Do this. Please count the lines in the listing below that contain the string "stone", with case counting, and give only that number.

******

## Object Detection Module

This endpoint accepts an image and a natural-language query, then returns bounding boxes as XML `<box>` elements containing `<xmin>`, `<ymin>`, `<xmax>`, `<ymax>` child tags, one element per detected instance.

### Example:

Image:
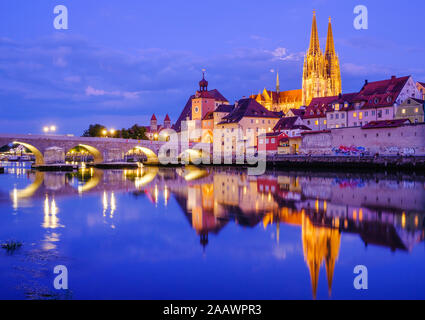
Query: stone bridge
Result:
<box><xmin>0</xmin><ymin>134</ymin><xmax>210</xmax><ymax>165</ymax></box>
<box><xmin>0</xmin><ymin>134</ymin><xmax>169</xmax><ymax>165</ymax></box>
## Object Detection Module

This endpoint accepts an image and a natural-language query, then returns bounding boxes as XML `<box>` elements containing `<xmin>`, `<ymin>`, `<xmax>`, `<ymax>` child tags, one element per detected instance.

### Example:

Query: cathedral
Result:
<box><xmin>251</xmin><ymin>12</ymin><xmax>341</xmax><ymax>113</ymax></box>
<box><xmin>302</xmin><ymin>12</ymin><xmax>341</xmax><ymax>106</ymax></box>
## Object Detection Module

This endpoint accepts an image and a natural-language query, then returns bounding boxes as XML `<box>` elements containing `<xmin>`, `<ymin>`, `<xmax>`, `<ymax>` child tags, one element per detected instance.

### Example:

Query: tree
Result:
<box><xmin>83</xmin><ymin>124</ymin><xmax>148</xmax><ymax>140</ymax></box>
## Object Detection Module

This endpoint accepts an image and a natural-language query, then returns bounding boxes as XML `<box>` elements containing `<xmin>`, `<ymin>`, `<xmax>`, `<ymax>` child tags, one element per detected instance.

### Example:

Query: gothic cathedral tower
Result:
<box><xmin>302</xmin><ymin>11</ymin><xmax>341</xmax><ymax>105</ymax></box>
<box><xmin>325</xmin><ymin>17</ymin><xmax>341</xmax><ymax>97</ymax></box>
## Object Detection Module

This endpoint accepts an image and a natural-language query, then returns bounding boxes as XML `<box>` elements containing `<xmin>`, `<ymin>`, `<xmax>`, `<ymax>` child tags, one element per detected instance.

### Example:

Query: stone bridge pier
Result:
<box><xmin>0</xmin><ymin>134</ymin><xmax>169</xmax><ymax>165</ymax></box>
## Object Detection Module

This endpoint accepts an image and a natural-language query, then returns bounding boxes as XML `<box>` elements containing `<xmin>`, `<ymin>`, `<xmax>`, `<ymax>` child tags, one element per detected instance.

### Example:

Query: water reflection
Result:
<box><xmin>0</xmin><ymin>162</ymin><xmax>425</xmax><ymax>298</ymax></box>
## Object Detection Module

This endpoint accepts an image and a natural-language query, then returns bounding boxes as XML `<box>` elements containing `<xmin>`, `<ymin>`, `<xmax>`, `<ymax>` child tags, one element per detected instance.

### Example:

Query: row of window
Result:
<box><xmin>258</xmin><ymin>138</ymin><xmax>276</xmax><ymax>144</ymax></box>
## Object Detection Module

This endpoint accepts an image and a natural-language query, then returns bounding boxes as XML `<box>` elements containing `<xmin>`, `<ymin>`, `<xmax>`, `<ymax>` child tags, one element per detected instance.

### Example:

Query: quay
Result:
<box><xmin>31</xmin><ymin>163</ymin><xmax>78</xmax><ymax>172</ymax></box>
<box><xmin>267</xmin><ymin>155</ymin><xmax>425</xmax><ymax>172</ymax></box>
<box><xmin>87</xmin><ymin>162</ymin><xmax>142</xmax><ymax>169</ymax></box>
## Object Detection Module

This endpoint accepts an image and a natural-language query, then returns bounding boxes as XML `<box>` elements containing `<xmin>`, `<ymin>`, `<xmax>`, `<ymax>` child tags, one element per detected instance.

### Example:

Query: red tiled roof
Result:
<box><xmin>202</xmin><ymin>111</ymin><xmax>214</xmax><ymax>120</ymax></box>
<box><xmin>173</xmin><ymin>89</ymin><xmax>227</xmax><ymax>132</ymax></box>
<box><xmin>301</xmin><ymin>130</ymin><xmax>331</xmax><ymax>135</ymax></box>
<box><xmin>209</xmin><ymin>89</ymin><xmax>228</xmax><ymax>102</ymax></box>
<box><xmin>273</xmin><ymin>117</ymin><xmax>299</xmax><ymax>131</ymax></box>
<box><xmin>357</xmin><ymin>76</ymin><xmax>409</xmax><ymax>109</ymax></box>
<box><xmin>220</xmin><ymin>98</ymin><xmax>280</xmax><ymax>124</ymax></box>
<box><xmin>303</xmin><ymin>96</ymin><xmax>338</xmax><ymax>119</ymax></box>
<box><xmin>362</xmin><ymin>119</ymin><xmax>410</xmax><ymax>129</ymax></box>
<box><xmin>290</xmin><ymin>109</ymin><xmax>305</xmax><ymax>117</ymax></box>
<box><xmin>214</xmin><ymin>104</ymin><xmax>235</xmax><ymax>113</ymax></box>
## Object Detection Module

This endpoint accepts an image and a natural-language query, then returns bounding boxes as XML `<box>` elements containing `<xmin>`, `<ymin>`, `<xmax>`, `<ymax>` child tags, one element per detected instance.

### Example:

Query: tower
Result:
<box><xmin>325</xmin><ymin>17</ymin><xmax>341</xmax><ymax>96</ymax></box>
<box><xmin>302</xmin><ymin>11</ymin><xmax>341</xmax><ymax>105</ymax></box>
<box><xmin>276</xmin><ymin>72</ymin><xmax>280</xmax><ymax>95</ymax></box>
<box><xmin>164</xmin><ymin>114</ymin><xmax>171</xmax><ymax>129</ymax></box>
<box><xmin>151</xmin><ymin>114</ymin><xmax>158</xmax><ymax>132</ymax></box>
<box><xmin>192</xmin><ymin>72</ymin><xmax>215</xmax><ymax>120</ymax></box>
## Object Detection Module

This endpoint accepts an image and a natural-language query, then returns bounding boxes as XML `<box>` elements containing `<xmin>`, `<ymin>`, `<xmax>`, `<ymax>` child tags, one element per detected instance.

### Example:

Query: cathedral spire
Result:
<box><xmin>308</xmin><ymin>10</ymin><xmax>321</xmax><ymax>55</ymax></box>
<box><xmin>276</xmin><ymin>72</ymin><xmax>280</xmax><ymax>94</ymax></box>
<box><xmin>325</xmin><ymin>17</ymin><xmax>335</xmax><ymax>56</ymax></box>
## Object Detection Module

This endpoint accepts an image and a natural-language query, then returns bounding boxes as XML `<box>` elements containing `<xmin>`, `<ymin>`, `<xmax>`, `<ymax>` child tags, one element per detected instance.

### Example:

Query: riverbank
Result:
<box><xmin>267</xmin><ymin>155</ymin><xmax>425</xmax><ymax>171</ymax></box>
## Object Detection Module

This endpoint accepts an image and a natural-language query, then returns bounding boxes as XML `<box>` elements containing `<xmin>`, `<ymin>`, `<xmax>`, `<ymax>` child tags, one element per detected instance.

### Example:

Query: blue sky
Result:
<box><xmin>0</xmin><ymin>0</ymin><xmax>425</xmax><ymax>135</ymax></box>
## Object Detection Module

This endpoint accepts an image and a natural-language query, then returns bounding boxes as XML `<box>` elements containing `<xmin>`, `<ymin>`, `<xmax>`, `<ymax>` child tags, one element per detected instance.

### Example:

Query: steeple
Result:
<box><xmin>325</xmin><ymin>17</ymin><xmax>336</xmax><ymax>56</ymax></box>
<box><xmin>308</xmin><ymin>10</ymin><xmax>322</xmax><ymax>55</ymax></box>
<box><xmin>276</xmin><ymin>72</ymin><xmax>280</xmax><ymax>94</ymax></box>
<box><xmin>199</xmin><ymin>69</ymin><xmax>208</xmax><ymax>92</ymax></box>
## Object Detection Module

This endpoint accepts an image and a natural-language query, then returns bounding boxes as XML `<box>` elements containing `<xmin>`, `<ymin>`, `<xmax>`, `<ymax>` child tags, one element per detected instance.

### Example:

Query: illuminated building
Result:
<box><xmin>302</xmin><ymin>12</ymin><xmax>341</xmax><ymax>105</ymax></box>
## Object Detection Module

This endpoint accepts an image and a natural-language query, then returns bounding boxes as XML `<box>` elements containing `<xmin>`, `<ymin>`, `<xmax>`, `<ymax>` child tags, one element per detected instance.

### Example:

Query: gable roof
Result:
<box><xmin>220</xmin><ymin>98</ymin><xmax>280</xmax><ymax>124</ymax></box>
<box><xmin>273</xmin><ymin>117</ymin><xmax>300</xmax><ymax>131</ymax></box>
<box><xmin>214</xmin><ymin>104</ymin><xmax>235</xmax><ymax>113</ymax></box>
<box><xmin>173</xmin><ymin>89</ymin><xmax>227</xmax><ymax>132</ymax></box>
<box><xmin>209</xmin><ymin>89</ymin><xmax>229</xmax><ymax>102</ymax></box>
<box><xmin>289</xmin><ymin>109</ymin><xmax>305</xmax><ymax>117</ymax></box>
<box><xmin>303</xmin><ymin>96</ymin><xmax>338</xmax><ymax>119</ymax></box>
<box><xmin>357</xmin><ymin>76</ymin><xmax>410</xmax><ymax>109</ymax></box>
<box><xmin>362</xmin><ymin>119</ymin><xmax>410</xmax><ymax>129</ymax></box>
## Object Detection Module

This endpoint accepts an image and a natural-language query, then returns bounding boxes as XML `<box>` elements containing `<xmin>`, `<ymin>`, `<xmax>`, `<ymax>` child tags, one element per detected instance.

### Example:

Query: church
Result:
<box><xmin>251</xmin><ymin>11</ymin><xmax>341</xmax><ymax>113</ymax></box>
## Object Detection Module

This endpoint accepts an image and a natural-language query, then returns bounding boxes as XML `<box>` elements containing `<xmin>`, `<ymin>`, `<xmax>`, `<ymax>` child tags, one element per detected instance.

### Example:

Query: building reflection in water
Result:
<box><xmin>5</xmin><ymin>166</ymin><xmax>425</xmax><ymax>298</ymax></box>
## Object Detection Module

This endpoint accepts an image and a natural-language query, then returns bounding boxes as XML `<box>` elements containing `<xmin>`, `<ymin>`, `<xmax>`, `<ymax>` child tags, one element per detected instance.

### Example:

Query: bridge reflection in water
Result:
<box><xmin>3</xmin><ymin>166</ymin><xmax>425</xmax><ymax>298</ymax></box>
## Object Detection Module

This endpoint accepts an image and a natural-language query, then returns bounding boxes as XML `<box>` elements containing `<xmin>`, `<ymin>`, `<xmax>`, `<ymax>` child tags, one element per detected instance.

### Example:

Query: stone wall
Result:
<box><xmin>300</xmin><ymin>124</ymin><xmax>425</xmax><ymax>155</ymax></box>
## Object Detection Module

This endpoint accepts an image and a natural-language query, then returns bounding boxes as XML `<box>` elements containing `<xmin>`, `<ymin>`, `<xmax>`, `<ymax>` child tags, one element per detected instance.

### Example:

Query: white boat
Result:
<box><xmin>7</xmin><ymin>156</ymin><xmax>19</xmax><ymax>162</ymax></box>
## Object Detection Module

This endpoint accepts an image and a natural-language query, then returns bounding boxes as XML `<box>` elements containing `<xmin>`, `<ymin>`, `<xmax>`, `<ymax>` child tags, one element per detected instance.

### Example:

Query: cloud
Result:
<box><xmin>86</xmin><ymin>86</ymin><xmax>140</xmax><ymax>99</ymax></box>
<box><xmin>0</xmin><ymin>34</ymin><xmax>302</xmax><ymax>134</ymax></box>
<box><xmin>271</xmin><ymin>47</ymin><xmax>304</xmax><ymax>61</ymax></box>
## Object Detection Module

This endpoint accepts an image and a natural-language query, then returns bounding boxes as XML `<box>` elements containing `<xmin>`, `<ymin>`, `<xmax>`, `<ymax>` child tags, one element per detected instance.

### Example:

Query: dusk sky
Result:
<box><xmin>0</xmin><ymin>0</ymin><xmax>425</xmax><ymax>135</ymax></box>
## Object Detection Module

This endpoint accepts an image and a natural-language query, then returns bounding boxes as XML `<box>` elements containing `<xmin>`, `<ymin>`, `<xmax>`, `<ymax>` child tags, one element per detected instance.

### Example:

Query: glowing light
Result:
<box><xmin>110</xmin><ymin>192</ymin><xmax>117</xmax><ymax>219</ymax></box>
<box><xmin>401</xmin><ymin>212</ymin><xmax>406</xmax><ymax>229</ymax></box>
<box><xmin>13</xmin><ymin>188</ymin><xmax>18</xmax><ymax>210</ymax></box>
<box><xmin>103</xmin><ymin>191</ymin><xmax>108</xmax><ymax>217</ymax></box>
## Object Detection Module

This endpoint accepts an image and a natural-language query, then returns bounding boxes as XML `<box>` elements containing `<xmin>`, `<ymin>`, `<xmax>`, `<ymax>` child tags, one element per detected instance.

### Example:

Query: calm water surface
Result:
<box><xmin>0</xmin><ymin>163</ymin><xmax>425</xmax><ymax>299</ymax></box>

******

Reply. 3